TEXT SEGMENT
-- -- --
Nikolai Zuyev Николай Зуев

Personal information
- Born: Nikolay Vladimirovich Zuyev Николай Владимирович Зуев 7 May 1970 (age 56) Dnipro, Ukrainian SSR, Soviet Union
- Height: 1.80 m (5 ft 11 in)
- Weight: 83 kg (183 lb)

Sport
- Country: Russia
- Sport: Badminton
- Handedness: Right
- BWF profile

Medal record
Men's badminton
Representing Russia
World Cup
| Bronze medal – third place | 1996 Jakarta | Men's doubles |
European Championships
| Silver medal – second place | 1994 Den Bosch | Men's doubles |

= Nikolai Zuyev (badminton) =

Russian badminton player

Nikolay Vladimirovich Zuyev (Николай Владимирович Зуев; born 7 May 1970) is a Russian badminton player. He was part of the Russian Army team, and joined the national team in 1987.
-- -- --
Dataset rows on where objects appear
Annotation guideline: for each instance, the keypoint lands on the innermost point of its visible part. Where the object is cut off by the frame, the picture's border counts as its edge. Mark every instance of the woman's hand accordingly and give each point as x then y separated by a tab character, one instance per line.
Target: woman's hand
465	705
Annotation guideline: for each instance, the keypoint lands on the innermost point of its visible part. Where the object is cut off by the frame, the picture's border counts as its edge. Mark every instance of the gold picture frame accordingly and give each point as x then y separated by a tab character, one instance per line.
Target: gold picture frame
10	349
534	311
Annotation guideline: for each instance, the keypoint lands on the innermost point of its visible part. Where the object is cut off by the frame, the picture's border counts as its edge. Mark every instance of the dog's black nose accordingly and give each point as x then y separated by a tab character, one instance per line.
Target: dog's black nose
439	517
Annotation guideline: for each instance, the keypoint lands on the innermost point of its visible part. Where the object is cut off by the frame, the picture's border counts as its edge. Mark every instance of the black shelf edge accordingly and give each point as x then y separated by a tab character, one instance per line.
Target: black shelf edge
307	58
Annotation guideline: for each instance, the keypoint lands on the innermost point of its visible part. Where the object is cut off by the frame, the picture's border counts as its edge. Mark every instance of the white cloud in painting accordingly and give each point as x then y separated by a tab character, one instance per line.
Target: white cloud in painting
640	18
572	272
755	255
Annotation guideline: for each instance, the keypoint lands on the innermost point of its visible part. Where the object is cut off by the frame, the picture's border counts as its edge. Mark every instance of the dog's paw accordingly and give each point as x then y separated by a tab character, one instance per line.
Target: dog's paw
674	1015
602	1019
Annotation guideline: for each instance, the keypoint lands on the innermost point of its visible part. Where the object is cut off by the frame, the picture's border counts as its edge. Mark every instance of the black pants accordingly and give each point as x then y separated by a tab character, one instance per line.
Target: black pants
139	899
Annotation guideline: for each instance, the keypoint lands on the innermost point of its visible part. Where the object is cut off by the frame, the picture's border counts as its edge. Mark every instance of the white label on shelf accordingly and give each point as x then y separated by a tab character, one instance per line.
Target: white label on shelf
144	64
-- -- --
WRITTEN REQUEST 1
In what year did Zuyev join the national team, according to the badminton player profile?
WRITTEN REQUEST 2
Which cities are named in the badminton player profile?
WRITTEN REQUEST 3
Retype everything in the badminton player profile from "Nikolai Zuyev Николай" down to "(5 ft 11 in)".

WORKED ANSWER 1
1987

WORKED ANSWER 2
Dnipro, Jakarta, Den Bosch

WORKED ANSWER 3
Nikolai Zuyev Николай Зуев

Personal information
- Born: Nikolay Vladimirovich Zuyev Николай Владимирович Зуев 7 May 1970 (age 56) Dnipro, Ukrainian SSR, Soviet Union
- Height: 1.80 m (5 ft 11 in)